▶ **Task**
Copy out each line exactly as it appears.

START Supplied data

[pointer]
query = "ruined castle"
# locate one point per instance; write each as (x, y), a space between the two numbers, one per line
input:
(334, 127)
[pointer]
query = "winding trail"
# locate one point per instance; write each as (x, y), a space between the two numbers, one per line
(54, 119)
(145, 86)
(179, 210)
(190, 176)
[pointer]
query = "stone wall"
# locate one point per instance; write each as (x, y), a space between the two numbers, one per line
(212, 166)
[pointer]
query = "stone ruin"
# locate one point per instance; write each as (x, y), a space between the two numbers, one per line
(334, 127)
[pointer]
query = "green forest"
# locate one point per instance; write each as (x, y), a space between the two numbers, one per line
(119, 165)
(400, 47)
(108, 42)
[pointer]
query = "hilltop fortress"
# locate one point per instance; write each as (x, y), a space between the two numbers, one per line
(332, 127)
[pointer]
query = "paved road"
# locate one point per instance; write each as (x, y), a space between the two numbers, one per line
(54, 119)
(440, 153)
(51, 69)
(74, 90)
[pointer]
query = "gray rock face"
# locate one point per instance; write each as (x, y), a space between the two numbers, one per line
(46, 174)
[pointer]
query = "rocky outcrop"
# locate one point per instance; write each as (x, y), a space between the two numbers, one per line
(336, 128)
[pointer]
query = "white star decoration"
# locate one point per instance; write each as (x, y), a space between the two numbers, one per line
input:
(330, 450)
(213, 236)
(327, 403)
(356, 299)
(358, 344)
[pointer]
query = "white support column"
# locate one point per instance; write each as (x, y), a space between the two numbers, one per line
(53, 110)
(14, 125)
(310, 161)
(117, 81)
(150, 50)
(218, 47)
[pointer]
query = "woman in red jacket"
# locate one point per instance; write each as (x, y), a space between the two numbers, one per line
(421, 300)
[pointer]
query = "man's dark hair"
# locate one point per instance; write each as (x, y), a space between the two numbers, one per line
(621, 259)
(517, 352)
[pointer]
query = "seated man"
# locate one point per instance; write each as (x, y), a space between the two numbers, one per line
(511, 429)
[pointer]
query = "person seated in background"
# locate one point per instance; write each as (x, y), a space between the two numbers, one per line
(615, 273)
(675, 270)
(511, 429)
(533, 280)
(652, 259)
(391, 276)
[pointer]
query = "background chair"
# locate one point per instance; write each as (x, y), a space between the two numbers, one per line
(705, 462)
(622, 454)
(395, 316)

END Supplied data

▶ **The solution**
[pointer]
query = "ruined castle"
# locate one point per instance; write each as (x, y), a space between the two numbers, one per line
input:
(334, 127)
[pointer]
query = "winding trail"
# locate one point per instance; write each as (x, y), a space between the two numbers, one per line
(54, 119)
(145, 86)
(179, 210)
(190, 176)
[pointer]
query = "stone wall"
# locate one point per instance; write each as (x, y), a space between the two numbers, one per line
(212, 166)
[pointer]
query = "stone ruin"
# locate one point per instance; write each as (x, y), a space between the two numbers, one per line
(334, 127)
[pointer]
query = "green forest"
# locate one point per instance; write each as (x, y), a space between the two numbers, one per line
(119, 165)
(400, 47)
(108, 42)
[pointer]
query = "hilltop fortress"
# locate one point per instance; write each as (x, y), a space between the two numbers, one per line
(332, 127)
[pointer]
query = "paved road"
# locate one point per instance; write each as (x, y), a space between the two numbers, one per line
(54, 119)
(440, 153)
(51, 69)
(74, 90)
[pointer]
query = "gray rock face"
# locate one point per instance; write each as (x, y), a space between the two numbers, one per line
(46, 174)
[pointer]
query = "rocky outcrop"
# locate one point per instance; write each as (x, y), a space between the two numbers, one per line
(336, 128)
[pointer]
query = "white star decoration"
# locate one point per instance; write each as (x, y), a space between the two numbers, one per line
input:
(330, 450)
(213, 236)
(327, 403)
(356, 299)
(358, 344)
[pointer]
query = "white support column"
# locate one point per instance; write each as (x, y), a space between the two numbers, one per line
(53, 110)
(14, 125)
(310, 161)
(117, 81)
(150, 50)
(218, 47)
[pointer]
query = "woman in red jacket"
# locate one point per instance; write each as (x, y), a space between the two numbers, one per line
(421, 300)
[pointer]
query = "man's dark hair"
# locate one point per instance; write each as (x, y), a space between the two numbers, one per line
(621, 259)
(517, 352)
[pointer]
query = "seated man"
# locate one point per instance; write each as (x, y), a space between the two numbers, one per line
(511, 429)
[pointer]
query = "person seated in background"
# locate one point per instance; write each as (x, y), a space between the two numbers, one per line
(615, 273)
(675, 270)
(511, 429)
(533, 280)
(652, 259)
(391, 276)
[pointer]
query = "background chair"
# locate one point per instance; write each as (x, y), a space between the two numbers, one per line
(705, 462)
(622, 454)
(395, 316)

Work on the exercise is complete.